Kutipan Dokumen —
-------

DETIKBABEL.COM, Anambas – Tindakan Satuan Polisi Pamong Praja (Satpol PP) Kabupaten Kepulauan Anambas kembali menjadi sorotan tajam. Bukan karena penegakan Perda atau ketertiban umum, melainkan karena dugaan tunduknya aparat negara ini pada perintah seorang pegawai non-struktural saat mengusir jurnalis dari ruang rapat resmi DPRD.
Insiden ini terjadi pada Selasa (29/7/2025), dalam momentum penting pembahasan dan penandatanganan berkas persetujuan Anggaran Pendapatan dan Belanja Daerah Perubahan (APBD-P) 2025. Saat itu, wartawan Ihsan Imaduddin tengah menjalankan tugas jurnalistiknya: mengambil dokumentasi di ruang sidang paripurna DPRD Anambas.
Namun di luar dugaan, seorang pegawai berstatus PPPK (Pegawai Pemerintah dengan Perjanjian Kerja) bernama Muksin, yang bekerja di lingkungan Sekretariat DPRD, justru memerintahkan anggota Satpol PP bernama Herman Supriadi untuk mengusir wartawan tersebut dari ruangan.

-------

Yang Diminta —
Salin tanpa perubahan bagian berita tentang pengusiran wartawan di DPRD Anambas, dimulai dari kata-kata yang memuat "DETIKBABEL.COM, Anambas –" dan berhenti setelah "rapat resmi DPRD.". Baris-baris di bawah ini berasal dari sumber yang berbeda.

-------

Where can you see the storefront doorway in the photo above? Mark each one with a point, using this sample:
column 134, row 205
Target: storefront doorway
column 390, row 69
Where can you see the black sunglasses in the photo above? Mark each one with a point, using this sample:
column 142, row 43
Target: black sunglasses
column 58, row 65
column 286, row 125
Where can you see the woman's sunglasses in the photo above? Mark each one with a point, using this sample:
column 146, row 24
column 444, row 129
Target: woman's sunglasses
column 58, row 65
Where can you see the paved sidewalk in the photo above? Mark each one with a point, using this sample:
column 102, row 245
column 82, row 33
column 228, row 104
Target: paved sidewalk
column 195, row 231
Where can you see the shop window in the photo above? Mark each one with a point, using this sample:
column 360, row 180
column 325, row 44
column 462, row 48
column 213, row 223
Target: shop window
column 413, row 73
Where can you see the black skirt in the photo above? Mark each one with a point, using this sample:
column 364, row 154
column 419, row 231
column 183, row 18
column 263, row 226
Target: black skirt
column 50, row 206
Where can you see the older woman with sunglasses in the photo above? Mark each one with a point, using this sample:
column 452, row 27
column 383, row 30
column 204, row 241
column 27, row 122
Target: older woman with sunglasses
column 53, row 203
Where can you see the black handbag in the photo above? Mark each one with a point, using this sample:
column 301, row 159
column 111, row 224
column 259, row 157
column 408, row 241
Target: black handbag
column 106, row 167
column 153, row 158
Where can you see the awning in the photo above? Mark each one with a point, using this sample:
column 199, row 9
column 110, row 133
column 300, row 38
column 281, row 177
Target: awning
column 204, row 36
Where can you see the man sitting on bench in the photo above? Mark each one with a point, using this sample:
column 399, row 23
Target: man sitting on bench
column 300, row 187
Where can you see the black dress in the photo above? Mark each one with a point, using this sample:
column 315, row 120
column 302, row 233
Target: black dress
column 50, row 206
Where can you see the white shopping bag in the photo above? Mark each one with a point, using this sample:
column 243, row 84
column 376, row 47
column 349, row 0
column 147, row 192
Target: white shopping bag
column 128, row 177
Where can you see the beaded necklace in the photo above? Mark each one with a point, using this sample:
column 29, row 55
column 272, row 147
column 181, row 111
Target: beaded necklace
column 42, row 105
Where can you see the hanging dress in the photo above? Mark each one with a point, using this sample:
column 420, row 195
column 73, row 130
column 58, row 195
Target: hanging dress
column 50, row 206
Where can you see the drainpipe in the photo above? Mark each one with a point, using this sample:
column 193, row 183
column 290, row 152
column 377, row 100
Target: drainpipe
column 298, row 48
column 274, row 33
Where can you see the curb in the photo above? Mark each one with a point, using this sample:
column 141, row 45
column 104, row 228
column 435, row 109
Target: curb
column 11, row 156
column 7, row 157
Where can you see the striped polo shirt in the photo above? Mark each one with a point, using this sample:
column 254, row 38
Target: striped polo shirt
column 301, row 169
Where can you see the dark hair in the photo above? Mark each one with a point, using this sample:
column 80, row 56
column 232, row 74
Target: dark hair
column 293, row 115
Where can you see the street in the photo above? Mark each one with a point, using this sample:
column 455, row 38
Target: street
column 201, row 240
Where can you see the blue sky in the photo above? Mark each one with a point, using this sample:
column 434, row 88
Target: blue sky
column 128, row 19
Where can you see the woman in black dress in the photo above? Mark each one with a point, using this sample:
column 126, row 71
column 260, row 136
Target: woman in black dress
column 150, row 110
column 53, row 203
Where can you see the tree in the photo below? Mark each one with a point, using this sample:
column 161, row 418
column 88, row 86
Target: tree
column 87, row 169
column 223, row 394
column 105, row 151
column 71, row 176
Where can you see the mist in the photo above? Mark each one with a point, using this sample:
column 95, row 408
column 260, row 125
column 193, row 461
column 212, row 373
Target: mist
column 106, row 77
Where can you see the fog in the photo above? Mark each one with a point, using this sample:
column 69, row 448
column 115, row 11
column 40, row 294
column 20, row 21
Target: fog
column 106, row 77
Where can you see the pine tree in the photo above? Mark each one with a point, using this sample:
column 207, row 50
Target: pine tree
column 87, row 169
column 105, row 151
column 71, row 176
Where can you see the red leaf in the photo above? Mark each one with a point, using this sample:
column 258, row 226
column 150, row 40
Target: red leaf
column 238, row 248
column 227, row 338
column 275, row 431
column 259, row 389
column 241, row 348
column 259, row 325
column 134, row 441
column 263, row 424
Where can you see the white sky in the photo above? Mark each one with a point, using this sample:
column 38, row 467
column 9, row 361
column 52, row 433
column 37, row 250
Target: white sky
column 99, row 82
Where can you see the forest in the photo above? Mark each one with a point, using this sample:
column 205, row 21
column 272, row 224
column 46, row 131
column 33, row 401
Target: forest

-------

Hasil Akhir —
DETIKBABEL.COM, Anambas – Tindakan Satuan Polisi Pamong Praja (Satpol PP) Kabupaten Kepulauan Anambas kembali menjadi sorotan tajam. Bukan karena penegakan Perda atau ketertiban umum, melainkan karena dugaan tunduknya aparat negara ini pada perintah seorang pegawai non-struktural saat mengusir jurnalis dari ruang rapat resmi DPRD.